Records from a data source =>
--*--
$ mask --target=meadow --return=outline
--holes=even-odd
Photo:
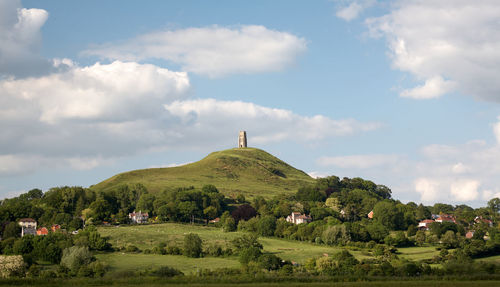
[[[109,242],[115,247],[137,246],[144,251],[152,249],[160,242],[175,242],[182,246],[183,238],[188,233],[196,233],[203,240],[203,245],[218,244],[230,247],[230,241],[242,236],[243,232],[223,232],[221,228],[180,223],[163,223],[150,225],[131,225],[120,227],[99,227],[103,236],[109,237]],[[264,246],[264,252],[273,253],[282,259],[305,263],[308,258],[334,254],[341,247],[331,247],[275,237],[261,237],[259,241]],[[358,259],[372,257],[366,249],[350,248],[349,251]],[[430,259],[439,255],[435,247],[406,247],[397,250],[398,256],[411,260]],[[221,267],[239,267],[236,256],[188,258],[182,255],[157,255],[143,253],[113,252],[97,254],[97,258],[106,262],[112,272],[144,270],[151,266],[168,265],[185,274],[196,273],[197,269],[217,269]]]

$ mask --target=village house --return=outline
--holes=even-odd
[[[486,219],[486,218],[483,218],[482,216],[476,216],[476,218],[474,218],[474,222],[475,223],[486,223],[488,225],[488,227],[493,227],[493,221],[489,220],[489,219]]]
[[[432,220],[432,219],[424,219],[418,223],[418,229],[429,230],[429,226],[433,222],[434,222],[434,220]]]
[[[49,230],[46,227],[40,227],[36,230],[36,235],[48,235]]]
[[[21,237],[26,234],[36,235],[36,220],[33,218],[21,218],[19,226],[21,226]]]
[[[220,218],[219,218],[219,217],[217,217],[217,218],[215,218],[215,219],[210,220],[209,222],[210,222],[210,223],[219,223],[219,222],[220,222]]]
[[[300,212],[292,212],[292,214],[286,217],[286,221],[293,224],[309,223],[312,221],[312,217]]]
[[[57,230],[61,229],[61,225],[54,224],[50,227],[50,229],[52,230],[52,232],[56,232]]]
[[[141,212],[140,210],[139,212],[135,212],[134,210],[134,212],[128,214],[128,217],[133,223],[141,224],[148,222],[149,214],[147,212]]]
[[[457,224],[457,221],[455,220],[455,216],[450,215],[450,214],[440,214],[438,218],[436,218],[436,222],[443,223],[443,222],[451,222]]]
[[[368,218],[373,219],[373,210],[368,213]]]

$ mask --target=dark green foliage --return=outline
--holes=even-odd
[[[151,271],[148,271],[147,274],[151,275],[151,276],[163,277],[163,278],[184,275],[184,273],[182,273],[181,271],[179,271],[173,267],[169,267],[169,266],[160,266],[160,267],[154,268]]]
[[[187,257],[198,258],[203,251],[201,238],[194,233],[189,233],[184,237],[184,255]]]
[[[258,258],[259,266],[266,270],[278,270],[281,267],[281,258],[274,254],[262,254]]]
[[[273,236],[276,229],[276,219],[273,216],[264,216],[259,219],[257,232],[261,236]]]
[[[262,255],[261,249],[255,246],[249,246],[239,251],[239,261],[243,265],[247,265],[250,261],[257,261]]]
[[[87,247],[73,246],[63,250],[61,265],[76,273],[80,267],[90,264],[92,260],[92,254]]]
[[[389,230],[401,229],[404,214],[390,201],[380,201],[373,207],[373,220],[387,227]]]
[[[231,243],[233,244],[237,252],[240,252],[241,250],[248,247],[255,247],[259,250],[263,248],[262,244],[260,244],[260,242],[258,241],[257,235],[255,234],[245,234],[241,237],[233,239]]]
[[[9,222],[3,231],[3,239],[16,238],[21,236],[21,226],[16,222]]]

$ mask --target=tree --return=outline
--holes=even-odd
[[[239,261],[243,265],[247,265],[250,261],[257,261],[262,252],[255,246],[249,246],[240,251]]]
[[[9,222],[7,226],[5,226],[5,229],[3,230],[3,239],[7,238],[15,238],[15,237],[20,237],[21,236],[21,226],[17,224],[16,222]]]
[[[500,212],[500,198],[495,197],[488,201],[488,208],[495,214]]]
[[[441,237],[441,242],[447,249],[455,248],[458,245],[457,235],[455,232],[448,230]]]
[[[262,244],[260,244],[260,242],[258,241],[257,235],[255,234],[245,234],[241,237],[233,239],[231,243],[233,244],[237,252],[240,252],[241,250],[251,246],[258,249],[263,248]]]
[[[273,236],[275,229],[276,219],[273,216],[264,216],[257,224],[257,232],[262,236]]]
[[[249,220],[257,215],[257,211],[249,204],[243,204],[238,206],[232,213],[236,223],[240,220]]]
[[[404,214],[394,203],[390,201],[380,201],[373,207],[373,219],[389,230],[396,230],[402,227]]]
[[[61,265],[76,273],[81,266],[90,264],[92,259],[88,247],[72,246],[63,250]]]
[[[139,209],[140,211],[143,212],[149,212],[152,213],[154,208],[153,208],[153,203],[155,201],[155,196],[149,193],[145,193],[141,195],[139,198],[139,201],[137,202],[137,207],[136,209]]]
[[[346,244],[351,240],[345,225],[328,226],[321,236],[323,242],[328,245]]]
[[[184,255],[198,258],[201,256],[203,247],[201,238],[194,233],[189,233],[184,237]]]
--*--
TASK OBJECTIVE => Please go through the data and copy each line containing the word "mask".

ANSWER FOR THIS EXERCISE =>
$ mask --target=meadow --return=outline
$ mask --target=village house --return=outline
$ mask --target=dark green foliage --return=outline
$ mask --target=tree --return=outline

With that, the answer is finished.